- **DOCUMENT EXCERPT**:
++++++++++

I know, I’m late to the party, but I wanted to get this up.
Before July started, I had read 51 books. I’m on track to read roughly 110 this year, which is my new goal, but let’s focus on the first half of the year.
I had some good reading months, and some naff ones, but I’ve managed to whittle down 51 books to five *really* great ones. Most of them, if not all of them actually, are historical. We’ve one non-fiction, and then the rest are historical fiction, mainly set in the Victorian period.
The Binding by Bridget Collins
I find it hard to believe this is Collins’ debut novel. It was complex, emotional and original.
Reminiscent of the 19th century, people can visit book binders to rid themselves of painful or treacherous memories. Once bound, their memories lose the power to haunt them. Emmett Farmer, our protagonist, is sent to be a binder’s apprentice. His curiosity is peaked when he is forbidden to enter the room in which the books are stored, and by the arrival of the lordly Lucian Darnay, with whom he senses a connection with.
The Binding had such an innotivate storyline, taking something we are familiar with and turning it on its head. Who would have thought that books could possibly be someone’s unwanted memories? It’s immersive and beautifully written, with an unexpected romance and an excellent set of characters. A must read!

++++++++++

- **STUDY MATERIAL**:
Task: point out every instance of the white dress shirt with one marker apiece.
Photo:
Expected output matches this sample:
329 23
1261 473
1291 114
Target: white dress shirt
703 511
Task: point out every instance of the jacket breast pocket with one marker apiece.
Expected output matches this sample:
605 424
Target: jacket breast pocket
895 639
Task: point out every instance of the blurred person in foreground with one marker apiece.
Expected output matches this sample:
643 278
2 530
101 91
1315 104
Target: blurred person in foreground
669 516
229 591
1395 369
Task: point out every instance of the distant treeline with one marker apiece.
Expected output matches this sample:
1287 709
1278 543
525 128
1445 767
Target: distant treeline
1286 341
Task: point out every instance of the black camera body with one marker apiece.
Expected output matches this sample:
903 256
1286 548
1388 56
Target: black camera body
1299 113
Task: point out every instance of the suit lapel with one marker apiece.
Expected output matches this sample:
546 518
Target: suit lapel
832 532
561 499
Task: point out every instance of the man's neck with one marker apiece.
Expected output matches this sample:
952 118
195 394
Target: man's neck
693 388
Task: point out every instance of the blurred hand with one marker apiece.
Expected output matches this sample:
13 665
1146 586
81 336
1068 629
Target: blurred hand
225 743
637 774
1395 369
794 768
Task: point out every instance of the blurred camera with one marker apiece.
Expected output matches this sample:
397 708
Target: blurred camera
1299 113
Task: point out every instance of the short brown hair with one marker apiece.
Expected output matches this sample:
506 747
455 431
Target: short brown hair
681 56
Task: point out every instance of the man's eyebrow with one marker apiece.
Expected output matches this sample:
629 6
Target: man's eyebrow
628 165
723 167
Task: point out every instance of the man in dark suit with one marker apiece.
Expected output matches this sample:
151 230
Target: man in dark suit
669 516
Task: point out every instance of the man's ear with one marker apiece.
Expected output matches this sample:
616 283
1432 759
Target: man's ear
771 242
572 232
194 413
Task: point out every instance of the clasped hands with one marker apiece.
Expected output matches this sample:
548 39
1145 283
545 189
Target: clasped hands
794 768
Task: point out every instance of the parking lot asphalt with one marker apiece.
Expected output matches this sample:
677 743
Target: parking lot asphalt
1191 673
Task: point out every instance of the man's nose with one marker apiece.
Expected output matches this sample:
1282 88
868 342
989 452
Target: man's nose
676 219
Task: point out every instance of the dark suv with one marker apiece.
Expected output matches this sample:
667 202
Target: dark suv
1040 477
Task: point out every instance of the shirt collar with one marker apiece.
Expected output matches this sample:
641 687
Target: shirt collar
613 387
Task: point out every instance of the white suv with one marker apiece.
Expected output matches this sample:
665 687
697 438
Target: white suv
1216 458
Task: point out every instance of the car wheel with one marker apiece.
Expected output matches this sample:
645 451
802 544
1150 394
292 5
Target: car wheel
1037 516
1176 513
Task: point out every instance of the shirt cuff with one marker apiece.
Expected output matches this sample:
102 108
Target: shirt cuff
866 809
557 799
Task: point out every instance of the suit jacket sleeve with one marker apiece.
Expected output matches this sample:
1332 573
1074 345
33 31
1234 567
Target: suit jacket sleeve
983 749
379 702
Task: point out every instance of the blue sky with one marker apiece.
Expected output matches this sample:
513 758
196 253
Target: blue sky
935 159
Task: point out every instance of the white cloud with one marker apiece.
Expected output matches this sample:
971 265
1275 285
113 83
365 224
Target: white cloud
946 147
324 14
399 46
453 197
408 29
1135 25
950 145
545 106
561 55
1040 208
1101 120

++++++++++

- **PROBLEMS TO WORK ON**:
1 - Reproduce verbatim the part of the post about the best books of the first half of the year that begins at "Reminiscent of the" and ends after "a connection with.".
2 - Write the next part of the post about the best books of the first half of the year, picking up after its last sentence.

- **TASK-BY-TASK ANSWERS**:
1 -
Reminiscent of the 19th century, people can visit book binders to rid themselves of painful or treacherous memories. Once bound, their memories lose the power to haunt them. Emmett Farmer, our protagonist, is sent to be a binder’s apprentice. His curiosity is peaked when he is forbidden to enter the room in which the books are stored, and by the arrival of the lordly Lucian Darnay, with whom he senses a connection with.

2 -
The Doll Factory by Elizabeth Macneal
Yet another brill debut novel set in the Victorian period. The Great Exhibition is being constructed in the middle of London in 1850, and it is here that Iris, an aspiring artist, and Silas, a collector of strange things, meet. For Iris, it is a brief encounter, but for Silas, it is the start of something new. When Iris is asked to model for pre-Raphaelite artist Louis Frost, she agrees on the condition that he will also teach her to paint. Her world begins to expand, but Silas’ obsession is darkening.
This just hit all the right spots. It built up an atmosphere where you were constantly on edge, wondering what’s going to happen next, or if Iris is safe. There’s not many books I can say truly gripped me like this. Everything about it was great – the Victorian setting, the questioning of gender and class roles, and the many different relationships.
The Five by Hallie Rubenhold
The Five has to be one of my new favourite non-fiction. It’s so unlike any I’ve read before, especially ones that look at women as victims of murder. Rubenhold is more interested in giving these women a story than detailing their unfortunate murder.
It didn’t mention Jack the Ripper at all. Rubenhold wasn’t interested in discovering who he was or why he murdered these women. Many before her have tried, and failed, to do that. Her purpose was to give these women a voice to tell their history. She challenges the belief that Jack the Ripper was a killer of prostitutes, as at least three of professions of these women were unknown. They were mistreated, during their life and after, which Rubenhold tries to set straight.
A brilliant, gripping read on the lives of Mary Ann Nichols, Annie Chapman, Elizabeth Stride, Catherine Eddowes and Mary Jane Kelly.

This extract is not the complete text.